# What this task involves
Records follow. Copy every line with "positive".

··· Data shown

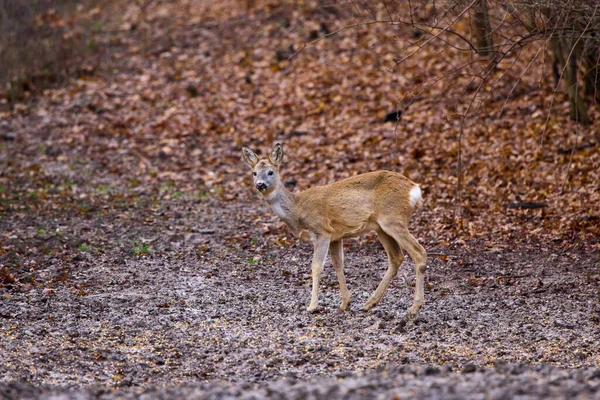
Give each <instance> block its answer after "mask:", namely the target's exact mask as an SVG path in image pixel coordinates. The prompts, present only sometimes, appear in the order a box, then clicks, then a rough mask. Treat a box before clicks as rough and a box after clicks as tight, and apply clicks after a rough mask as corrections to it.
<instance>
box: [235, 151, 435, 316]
mask: <svg viewBox="0 0 600 400" xmlns="http://www.w3.org/2000/svg"><path fill="white" fill-rule="evenodd" d="M243 157H244V160H245V161H246V163H247V164H248V165H250V166H251V167H252V171H253V175H254V183H255V185H256V187H257V189H259V191H260V192H261V194H262V195H263V197H264V198H265V199H266V200H267V201H268V202H269V204H270V205H271V206H272V208H273V210H274V211H275V213H276V214H277V215H278V216H279V217H281V218H282V219H283V221H284V222H285V223H286V224H287V225H288V226H289V227H290V229H291V230H292V232H293V233H294V235H296V236H298V237H299V238H301V239H303V240H309V241H311V242H312V243H313V245H314V253H313V261H312V278H313V290H312V296H311V302H310V305H309V307H308V310H309V311H312V310H314V309H316V308H317V305H318V290H319V277H320V274H321V272H322V270H323V264H324V262H325V259H326V257H327V253H328V252H331V259H332V264H333V267H334V269H335V272H336V275H337V277H338V280H339V283H340V291H341V295H342V304H341V306H340V308H341V309H343V310H345V309H347V308H348V305H349V303H350V293H349V292H348V289H347V287H346V280H345V278H344V272H343V258H344V256H343V245H342V239H344V238H348V237H352V236H358V235H361V234H363V233H366V232H369V231H375V232H376V233H377V235H378V237H379V239H380V240H381V243H382V244H383V247H384V248H385V251H386V253H387V255H388V269H387V271H386V273H385V276H384V277H383V280H382V281H381V283H380V284H379V286H378V287H377V289H376V290H375V292H374V293H373V294H372V295H371V297H370V298H369V300H367V302H366V303H365V304H364V305H363V309H364V310H370V309H371V308H372V307H373V306H374V305H375V304H377V303H378V302H379V301H380V300H381V298H382V297H383V294H384V293H385V290H386V289H387V287H388V285H389V283H390V282H391V280H392V279H393V278H394V277H395V276H396V274H397V272H398V267H399V266H400V264H401V263H402V261H403V259H404V255H403V253H402V249H404V250H405V251H406V252H407V253H408V254H409V255H410V257H411V258H412V259H413V261H414V262H415V264H416V271H417V274H416V285H415V299H414V302H413V305H412V306H411V308H410V310H409V315H410V316H413V317H414V316H416V315H417V314H418V312H419V310H420V309H421V307H422V306H423V303H424V298H423V297H424V287H423V286H424V282H423V281H424V273H425V262H426V259H427V253H426V251H425V249H424V248H423V247H422V246H421V245H420V244H419V242H417V240H416V239H415V238H414V237H413V236H412V235H411V234H410V232H409V231H408V223H409V219H410V216H411V213H412V211H413V209H414V208H416V207H418V206H419V205H420V203H421V200H420V190H419V191H418V195H417V196H418V198H417V200H418V201H417V202H416V204H415V205H414V206H413V205H411V194H410V193H411V190H415V188H418V185H417V184H415V183H414V182H412V181H411V180H409V179H408V178H406V177H405V176H403V175H401V174H399V173H396V172H391V171H375V172H369V173H366V174H362V175H357V176H353V177H351V178H347V179H343V180H341V181H337V182H334V183H331V184H329V185H325V186H317V187H313V188H310V189H307V190H305V191H303V192H300V193H298V194H294V193H291V192H289V191H288V190H287V189H286V188H285V186H284V185H283V183H282V181H281V178H280V176H279V170H278V167H279V164H280V163H281V161H282V159H283V148H282V147H281V145H279V144H277V145H276V146H275V147H274V148H273V151H272V152H271V155H270V156H269V159H268V160H259V159H258V157H257V156H256V154H255V153H254V152H253V151H252V150H250V149H249V148H248V147H244V148H243Z"/></svg>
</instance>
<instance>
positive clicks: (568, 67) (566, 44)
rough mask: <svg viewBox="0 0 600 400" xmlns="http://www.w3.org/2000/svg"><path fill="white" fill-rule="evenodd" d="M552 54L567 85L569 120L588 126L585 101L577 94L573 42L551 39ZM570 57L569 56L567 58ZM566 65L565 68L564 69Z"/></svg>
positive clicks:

······

# The answer
positive clicks: (568, 67) (566, 44)
positive clicks:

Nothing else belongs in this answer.